--- BEGIN Data excerpts ---

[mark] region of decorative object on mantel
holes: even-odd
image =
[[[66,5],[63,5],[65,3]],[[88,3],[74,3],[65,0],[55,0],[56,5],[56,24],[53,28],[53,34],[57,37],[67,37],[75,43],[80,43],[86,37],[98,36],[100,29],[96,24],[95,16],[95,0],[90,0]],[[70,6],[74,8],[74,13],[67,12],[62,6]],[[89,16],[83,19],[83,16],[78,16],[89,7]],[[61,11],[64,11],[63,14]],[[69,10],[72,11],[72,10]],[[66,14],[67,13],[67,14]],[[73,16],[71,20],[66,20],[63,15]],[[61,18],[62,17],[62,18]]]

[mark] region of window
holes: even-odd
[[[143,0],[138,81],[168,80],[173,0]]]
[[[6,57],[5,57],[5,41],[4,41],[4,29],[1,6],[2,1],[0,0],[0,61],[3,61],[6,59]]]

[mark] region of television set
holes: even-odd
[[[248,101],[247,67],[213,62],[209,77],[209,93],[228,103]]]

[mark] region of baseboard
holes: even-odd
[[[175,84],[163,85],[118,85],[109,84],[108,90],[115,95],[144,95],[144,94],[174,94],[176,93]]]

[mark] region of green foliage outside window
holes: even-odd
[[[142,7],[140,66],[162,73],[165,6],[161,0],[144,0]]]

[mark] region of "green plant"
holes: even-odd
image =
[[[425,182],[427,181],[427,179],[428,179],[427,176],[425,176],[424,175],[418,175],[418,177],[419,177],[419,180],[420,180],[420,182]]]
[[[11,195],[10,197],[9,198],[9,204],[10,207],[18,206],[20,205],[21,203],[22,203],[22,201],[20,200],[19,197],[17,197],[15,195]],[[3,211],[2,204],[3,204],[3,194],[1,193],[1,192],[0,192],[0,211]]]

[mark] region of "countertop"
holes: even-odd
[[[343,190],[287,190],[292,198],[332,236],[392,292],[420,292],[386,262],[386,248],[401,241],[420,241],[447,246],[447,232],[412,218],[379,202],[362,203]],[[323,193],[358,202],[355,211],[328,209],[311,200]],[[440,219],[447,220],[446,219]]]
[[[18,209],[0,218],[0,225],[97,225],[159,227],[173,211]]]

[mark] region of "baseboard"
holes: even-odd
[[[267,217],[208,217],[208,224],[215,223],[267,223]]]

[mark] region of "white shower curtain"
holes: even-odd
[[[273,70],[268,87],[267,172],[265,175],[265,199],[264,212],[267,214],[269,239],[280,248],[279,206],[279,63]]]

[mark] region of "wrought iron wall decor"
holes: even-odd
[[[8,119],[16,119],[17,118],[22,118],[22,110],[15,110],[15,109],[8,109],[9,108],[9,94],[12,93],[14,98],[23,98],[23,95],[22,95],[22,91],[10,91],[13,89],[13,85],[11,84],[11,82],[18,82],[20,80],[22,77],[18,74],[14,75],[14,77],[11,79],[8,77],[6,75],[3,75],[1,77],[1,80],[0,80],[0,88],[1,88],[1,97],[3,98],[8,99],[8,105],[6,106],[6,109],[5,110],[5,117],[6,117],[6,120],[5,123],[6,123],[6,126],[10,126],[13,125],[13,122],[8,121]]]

--- END Data excerpts ---

[Work instructions]: Please rewrite the rows above from the start through the line containing "[[[142,7],[140,66],[162,73],[165,6],[161,0],[144,0]]]", keeping every line and changing only the polygon coordinates. Scale each coordinate by 0.65 and round to whole numbers, with halves rounding up.

[Solution to the exercise]:
[mark] region of decorative object on mantel
holes: even-odd
image =
[[[43,3],[41,3],[42,2]],[[57,2],[48,2],[42,0],[36,0],[36,3],[36,16],[34,18],[34,22],[37,24],[44,24],[49,28],[52,28],[56,24],[64,23],[65,19],[62,16],[62,10],[62,0],[59,0]],[[46,4],[48,5],[48,8],[44,8],[40,4]],[[58,10],[54,12],[54,10],[51,10],[58,5]],[[40,7],[42,7],[41,9]],[[45,7],[47,7],[47,7]],[[43,9],[44,8],[44,9]],[[47,10],[46,13],[43,13],[41,10]],[[40,12],[40,11],[40,12]]]

[mark] region of window
holes: even-odd
[[[93,0],[90,53],[109,52],[112,0]]]
[[[4,37],[3,37],[3,27],[3,27],[3,19],[1,4],[1,1],[0,0],[0,40],[2,40],[4,38]]]

[mark] region of television set
holes: even-odd
[[[161,66],[161,44],[138,40],[136,50],[136,60],[148,67]]]

[mark] region of baseboard
holes: even-odd
[[[114,55],[106,55],[77,55],[71,55],[70,59],[75,62],[94,62],[94,61],[113,61],[114,60]]]

[mark] region of green foliage outside window
holes: even-odd
[[[92,5],[91,43],[105,47],[107,4],[105,0],[94,0]]]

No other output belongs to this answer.